- [DOCUMENT SEGMENT]:
Numerical simulation of gas production from UBGH2-6, a gas hydrate deposit located in the Ulleung Basin, South Korea, poses considerable challenges and can require extensive computational time, especially under complex production scenarios (Moridis et al., 2013; Kim et al., 2017; Lee et al., 2021; Yoon et al., 2021; Yoon et al., 2022; Yoon et al., 2024). For example, simulations involving periodic depressurization demand substantially more computational resources compared to constant depressurization cases (Yoon et al., 2021). Consequently, sudden changes in bottom hole pressure (BHP) driven by safety controls can preclude timely productivity predictions when relying exclusively on full-physics simulations. Therefore, it is imperative to develop alternative approaches that can deliver rapid and reliable prediction results to optimize gas production while mitigating operational risks in the field.

Machine learning (ML) has emerged as a powerful modeling strategy, offering significant reductions in computational cost while maintaining high predictive accuracy (Sarkar et al., 2025). Recent studies have successfully applied ML techniques to a variety of reservoir engineering challenges, including optimization of well spacing and completions (Wang and Sun, 2020), production forecasting (Chaikine and Gates, 2021), hydraulic fracture design (Sarkar et al., 2025), and leakage risk assessment (Baek et al., 2023; Baek et al., 2025). For problems related to gas hydrates, Park et al. (2022) applied multiple ML algorithms—such as random forest (RF), multi-layer perceptron, convolutional neural networks (CNN), and recurrent neural networks (RNN)—to predict mineral compositions of gas hydrate sediments from the Ulleung Basin, Korea, based on X-ray diffraction (XRD) data.

Ji et al. (2022) generated compressional wave velocity predictions from well-logging data (e.g., gamma-ray and neutron porosity) obtained from the UBGH area in the East Sea, utilizing artificial neural networks (ANN) and long short-term memory (LSTM) models. Their study also conducted sensitivity analyses on input log combinations and model architecture to optimize performance. Wu and Li (2025) compared attention-based models, ResNet, and simple CNNs to identify the occurrence and depth of natural gas hydrates using attributes such as P-wave velocity, resistivity, and density measurements. Patel and Jana (2024) employed various ML models—including RF, gradient boosting (GB), extra trees (ET), and decision trees (DT)—to model gas hydrate formation and growth dynamics derived from laboratory experimental data, benchmarking results against fundamental thermokinetic models. Park et al. (2021) systematically reviewed and compiled studies that apply ML techniques to gas-hydrate-bearing sediments, providing a comprehensive overview of the field.

- [RECORDS SHOWN]:

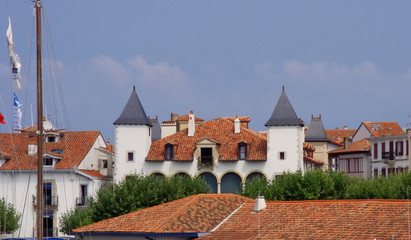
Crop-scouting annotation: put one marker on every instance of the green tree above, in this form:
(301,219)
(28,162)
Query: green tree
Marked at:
(9,218)
(75,218)
(133,193)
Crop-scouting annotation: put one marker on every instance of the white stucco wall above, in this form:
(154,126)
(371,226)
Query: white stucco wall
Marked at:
(130,138)
(288,139)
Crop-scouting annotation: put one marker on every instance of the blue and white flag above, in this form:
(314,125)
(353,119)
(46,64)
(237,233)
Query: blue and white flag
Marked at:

- [INSTRUCTIONS]:
1/ From the passage on gas hydrate simulation, list the reservoir engineering challenges that recent studies have addressed with ML techniques.
2/ According to the passage on gas hydrate simulation, which two kinds of models did Ji et al. (2022) use to predict compressional wave velocity?
3/ Reproduce the passage on gas hydrate simulation between "Machine learning (ML)" and "diffraction (XRD) data.", inclusive.
The records have no connection to the passage on gas hydrate simulation.

- [RESULTS BY TASK]:
1/
- Optimization of well spacing and completions
- Production forecasting
- Hydraulic fracture design
- Leakage risk assessment

2/ Artificial neural networks (ANN) and long short-term memory (LSTM) models.

3/
Machine learning (ML) has emerged as a powerful modeling strategy, offering significant reductions in computational cost while maintaining high predictive accuracy (Sarkar et al., 2025). Recent studies have successfully applied ML techniques to a variety of reservoir engineering challenges, including optimization of well spacing and completions (Wang and Sun, 2020), production forecasting (Chaikine and Gates, 2021), hydraulic fracture design (Sarkar et al., 2025), and leakage risk assessment (Baek et al., 2023; Baek et al., 2025). For problems related to gas hydrates, Park et al. (2022) applied multiple ML algorithms—such as random forest (RF), multi-layer perceptron, convolutional neural networks (CNN), and recurrent neural networks (RNN)—to predict mineral compositions of gas hydrate sediments from the Ulleung Basin, Korea, based on X-ray diffraction (XRD) data.